SOURCE PASSAGE ▸

Thursday, September 29, 2011

Did Science Build A Better Turkey?

'Tis the season for the local supermarkets to feature delicately balanced displays of gravy, stuffing mix, and cranberry sauce. Thanksgiving is almost upon us, and the centerpiece of the upcoming meal for 95% of families will be the traditional roast turkey.

Americans gobble up a lot of turkey: 267 million  turkeys are sold in the United States each year. Considering all those turkeys, it may surprise you to hear that there's one that dominates the competition at the supermarket: the broad-breasted white turkey. Most of us have never eaten anything else.

For several decades researchers have been using science to build a better Thanksgiving turkey.  Today's big turkeys owe their large size to the incorporation of a special diet, vaccinations, and selective breeding. With selective breeding, also known as artificial selection, two members of the same species are bred to exploit desirable dominant characteristics -- which they pass along to their offspring.  In the case of Thanksgiving turkeys, the characteristic of choice is: big breast muscles.

PROBLEMS AND TASKS ▸
• a. Say whether each statement agrees with the text about Thanksgiving turkeys. Answer yes or no for each and quote the words from the text that decide it.
(i) The broad-breasted white turkey leads the competition at the supermarket.
(ii) Selective breeding is also called natural selection.
(iii) For Thanksgiving turkeys, the trait bred for is big breast muscles.
• b. Write what comes next in the text about Thanksgiving turkeys, starting after its last sentence.

INFORMATION ▸
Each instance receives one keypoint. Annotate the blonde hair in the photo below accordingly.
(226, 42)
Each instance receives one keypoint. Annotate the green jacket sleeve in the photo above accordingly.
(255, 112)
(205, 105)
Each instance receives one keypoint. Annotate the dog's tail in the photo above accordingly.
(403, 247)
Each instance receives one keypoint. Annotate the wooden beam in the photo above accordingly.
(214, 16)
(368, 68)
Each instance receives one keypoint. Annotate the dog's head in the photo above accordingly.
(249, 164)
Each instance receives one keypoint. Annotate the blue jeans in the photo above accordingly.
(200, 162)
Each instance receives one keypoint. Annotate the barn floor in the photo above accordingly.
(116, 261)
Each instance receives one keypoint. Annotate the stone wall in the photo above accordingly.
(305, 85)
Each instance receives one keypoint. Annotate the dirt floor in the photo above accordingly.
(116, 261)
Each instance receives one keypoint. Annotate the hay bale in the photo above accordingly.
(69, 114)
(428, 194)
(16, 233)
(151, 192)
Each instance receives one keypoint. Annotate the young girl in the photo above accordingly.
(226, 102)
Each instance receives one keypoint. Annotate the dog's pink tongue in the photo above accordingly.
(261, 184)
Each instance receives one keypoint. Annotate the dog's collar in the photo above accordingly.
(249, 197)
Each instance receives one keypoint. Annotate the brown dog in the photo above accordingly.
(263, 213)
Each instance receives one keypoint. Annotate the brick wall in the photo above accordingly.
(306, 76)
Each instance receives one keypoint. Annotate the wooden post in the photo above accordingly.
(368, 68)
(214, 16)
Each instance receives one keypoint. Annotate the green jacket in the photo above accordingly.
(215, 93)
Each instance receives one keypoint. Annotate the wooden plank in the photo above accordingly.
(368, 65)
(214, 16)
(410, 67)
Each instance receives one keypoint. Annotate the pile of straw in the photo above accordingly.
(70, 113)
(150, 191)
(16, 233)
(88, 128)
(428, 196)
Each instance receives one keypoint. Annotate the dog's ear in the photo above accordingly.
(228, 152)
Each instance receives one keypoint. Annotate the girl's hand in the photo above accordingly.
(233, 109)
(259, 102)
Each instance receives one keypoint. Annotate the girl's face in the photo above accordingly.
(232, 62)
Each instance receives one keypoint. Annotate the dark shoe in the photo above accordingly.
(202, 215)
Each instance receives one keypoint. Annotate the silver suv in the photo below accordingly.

ANSWERS FOR THIS EXERCISE ▸
• a.
(i) Yes: "there's one that dominates the competition at the supermarket: the broad-breasted white turkey"
(ii) No: "With selective breeding, also known as artificial selection"
(iii) Yes: "In the case of Thanksgiving turkeys, the characteristic of choice is: big breast muscles."

• b.
The result is the big-breasted "super turkey". While this is the desired result for consumers, the turkeys themselves face problems due to their bulked-up bodies.  Industry-bred birds have such unusually large breasts, so disproportionate with the rest of their bodies that they often have trouble standing, walking and mating.  Therefore these turkeys rely on artificial insemination for reproduction. In addition, the mother turkey is never in contact with her young. This means that the young chicks don't get a chance to pick up on survival skills or behavioral clues from the mother as they would in the wild. These specially bred, domesticated turkeys are totally dependent on breeders for survival.  Their limited family tree has bred them to be dim-witted and disease-prone; so they're given antibiotics to prevent a variety of ailments. Industry turkeys are also abnormally fast-growing, reaching an average of 32 pounds in a mere 18 weeks.